Task to complete> Could you output the complete listing given below exactly?
──────── Source information
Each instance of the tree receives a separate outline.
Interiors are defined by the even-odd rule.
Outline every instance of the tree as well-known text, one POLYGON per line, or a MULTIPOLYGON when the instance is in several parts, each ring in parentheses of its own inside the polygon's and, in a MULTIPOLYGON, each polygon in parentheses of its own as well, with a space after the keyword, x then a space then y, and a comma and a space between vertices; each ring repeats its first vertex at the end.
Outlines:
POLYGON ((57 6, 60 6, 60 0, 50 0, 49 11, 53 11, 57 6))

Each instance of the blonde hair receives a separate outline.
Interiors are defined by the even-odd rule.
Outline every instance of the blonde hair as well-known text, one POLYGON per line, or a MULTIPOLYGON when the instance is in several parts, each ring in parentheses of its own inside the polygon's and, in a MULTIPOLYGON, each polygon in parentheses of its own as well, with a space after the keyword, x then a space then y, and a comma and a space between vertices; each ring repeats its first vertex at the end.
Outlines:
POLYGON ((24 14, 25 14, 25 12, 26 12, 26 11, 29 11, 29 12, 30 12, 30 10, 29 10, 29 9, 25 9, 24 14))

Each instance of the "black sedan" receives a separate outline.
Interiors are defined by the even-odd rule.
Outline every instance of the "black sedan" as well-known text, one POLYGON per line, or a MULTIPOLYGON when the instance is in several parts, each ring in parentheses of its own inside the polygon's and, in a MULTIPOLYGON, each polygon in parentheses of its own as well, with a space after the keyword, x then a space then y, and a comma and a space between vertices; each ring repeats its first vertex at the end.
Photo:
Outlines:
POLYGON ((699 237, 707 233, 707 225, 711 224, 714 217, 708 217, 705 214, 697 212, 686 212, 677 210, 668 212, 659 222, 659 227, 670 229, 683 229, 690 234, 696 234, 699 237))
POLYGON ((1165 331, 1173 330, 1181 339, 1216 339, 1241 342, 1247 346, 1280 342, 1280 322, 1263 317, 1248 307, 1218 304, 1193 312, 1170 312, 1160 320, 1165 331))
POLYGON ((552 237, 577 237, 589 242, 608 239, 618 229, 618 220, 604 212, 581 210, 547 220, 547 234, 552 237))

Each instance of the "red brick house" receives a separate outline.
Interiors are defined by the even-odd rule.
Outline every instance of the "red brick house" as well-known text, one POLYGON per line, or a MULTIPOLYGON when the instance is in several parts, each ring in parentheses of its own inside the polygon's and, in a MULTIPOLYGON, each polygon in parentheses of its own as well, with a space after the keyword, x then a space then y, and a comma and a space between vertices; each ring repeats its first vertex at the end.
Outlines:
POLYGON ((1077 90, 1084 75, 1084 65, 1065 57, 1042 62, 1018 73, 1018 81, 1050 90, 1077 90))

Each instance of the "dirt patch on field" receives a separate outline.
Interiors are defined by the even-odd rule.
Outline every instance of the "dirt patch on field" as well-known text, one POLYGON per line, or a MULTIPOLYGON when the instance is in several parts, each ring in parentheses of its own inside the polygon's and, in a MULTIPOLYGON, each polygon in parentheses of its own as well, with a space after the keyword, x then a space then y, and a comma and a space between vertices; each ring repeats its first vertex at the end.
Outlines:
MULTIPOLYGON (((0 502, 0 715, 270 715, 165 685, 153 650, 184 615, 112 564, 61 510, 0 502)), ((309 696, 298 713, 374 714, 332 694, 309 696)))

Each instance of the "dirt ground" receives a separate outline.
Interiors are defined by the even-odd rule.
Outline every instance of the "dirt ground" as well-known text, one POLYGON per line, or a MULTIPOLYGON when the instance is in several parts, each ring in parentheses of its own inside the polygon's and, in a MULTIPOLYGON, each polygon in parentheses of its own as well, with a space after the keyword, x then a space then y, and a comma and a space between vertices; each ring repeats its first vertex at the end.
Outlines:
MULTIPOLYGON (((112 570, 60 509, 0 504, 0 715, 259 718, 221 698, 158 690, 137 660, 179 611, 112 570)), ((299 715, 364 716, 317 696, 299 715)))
────────────────
Solution below>
Each instance of the tree receives a separate outline.
Interiors are defined by the even-odd rule.
Outline every instance of the tree as well-known text, one POLYGON per line, or a MULTIPOLYGON when the instance is in several parts, each ring in parentheses of its own inside the polygon's and, in a MULTIPOLYGON, each polygon in parentheses of its own as well, with a space after the keyword, x then a space then y, and a comma and a space between vertices; each ring repeats its first vertex at the end.
Outlines:
POLYGON ((57 6, 60 6, 60 0, 50 0, 49 11, 53 11, 57 6))

Each instance of the blonde hair receives a separate outline.
Interiors are defined by the even-odd rule.
Outline every instance of the blonde hair as well-known text, one POLYGON per line, or a MULTIPOLYGON when the instance is in several parts, each ring in parentheses of its own inside the polygon's and, in a MULTIPOLYGON, each polygon in parentheses of its own as well, with a space after the keyword, x then a space then y, and a comma and a space between vertices; each ring repeats its first vertex at the end.
Outlines:
POLYGON ((24 14, 25 14, 25 12, 26 12, 26 11, 29 11, 29 12, 30 12, 30 10, 29 10, 29 9, 25 9, 24 14))

Each instance of the "black sedan" receives a separate outline.
Interiors are defined by the even-odd rule.
Outline every instance of the "black sedan" as well-known text, one POLYGON per line, or a MULTIPOLYGON when the instance is in several parts, each ring in parentheses of its own inside the polygon's and, in a MULTIPOLYGON, each polygon in parentheses of its own as well, with a space after the keyword, x then a space then y, and a comma and a space between vertices; each ring repeats its first vertex at the end.
Photo:
Outlines:
POLYGON ((699 237, 707 233, 707 225, 711 224, 714 217, 708 217, 705 214, 697 212, 686 212, 677 210, 668 212, 659 222, 659 227, 670 229, 683 229, 690 234, 696 234, 699 237))
POLYGON ((1165 331, 1173 330, 1181 339, 1216 339, 1241 342, 1247 346, 1280 342, 1280 322, 1263 317, 1248 307, 1218 304, 1193 312, 1170 312, 1160 320, 1165 331))
POLYGON ((552 237, 577 237, 589 242, 608 239, 618 229, 618 220, 604 212, 581 210, 547 220, 547 234, 552 237))

Each instance of the "red brick house" receives a separate outline.
Interiors are defined by the even-odd rule.
Outline every instance of the "red brick house" as well-known text, one POLYGON per line, or a MULTIPOLYGON when the instance is in several parts, each ring in parentheses of its own inside the polygon's and, in a MULTIPOLYGON, each polygon in parentheses of its own as well, with a space after the keyword, x then a space then y, and a comma and a space between vertices; each ring repeats its first vertex at the end.
Outlines:
POLYGON ((1077 90, 1084 75, 1084 65, 1065 57, 1042 62, 1018 73, 1018 81, 1050 90, 1077 90))

Each instance of the "dirt patch on field" receives a separate outline.
Interiors are defined by the even-odd rule.
Outline every instance of the "dirt patch on field" as well-known text, one POLYGON per line, or a MULTIPOLYGON when the instance is in several parts, each ring in parentheses of its own inside the polygon's and, in a MULTIPOLYGON, each polygon in parentheses of its own as well, with a space after the keyword, x then a space then y, and a comma and a space between vertices; each ring repeats its first vertex at the end.
Outlines:
MULTIPOLYGON (((0 502, 0 715, 270 715, 165 685, 153 650, 184 615, 112 564, 61 510, 0 502)), ((309 696, 298 713, 374 714, 332 694, 309 696)))

Each instance of the "dirt ground" receives a separate outline.
Interiors are defined by the even-odd rule.
Outline every instance of the "dirt ground" as well-known text, one POLYGON per line, or a MULTIPOLYGON when the instance is in several parts, each ring in parentheses of its own inside the polygon's and, in a MULTIPOLYGON, each polygon in parentheses of its own as well, with a space after the keyword, x then a space then y, and a comma and a space between vertices; each ring repeats its first vertex at the end.
Outlines:
MULTIPOLYGON (((112 570, 60 509, 0 504, 0 715, 259 718, 221 698, 158 690, 137 660, 179 611, 112 570)), ((299 715, 364 716, 317 696, 299 715)))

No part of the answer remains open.